● Do this: Rewrite the records below with "blue sky" renamed to "clear sky" wherever it occurs, leaving everything else intact. Omit the pictures from your version.

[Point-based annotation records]
------------------------------------------------------------------------
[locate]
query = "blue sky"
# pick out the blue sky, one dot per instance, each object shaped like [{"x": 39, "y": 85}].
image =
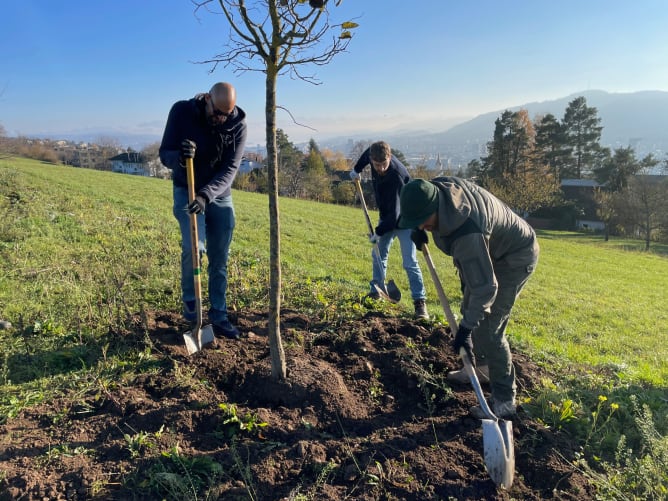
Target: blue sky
[{"x": 76, "y": 66}]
------------------------------------------------------------------------
● Exercise result:
[locate]
query = "clear sky"
# pick out the clear sky, one dot per instance, each object shaped like [{"x": 39, "y": 85}].
image =
Target: clear sky
[{"x": 76, "y": 66}]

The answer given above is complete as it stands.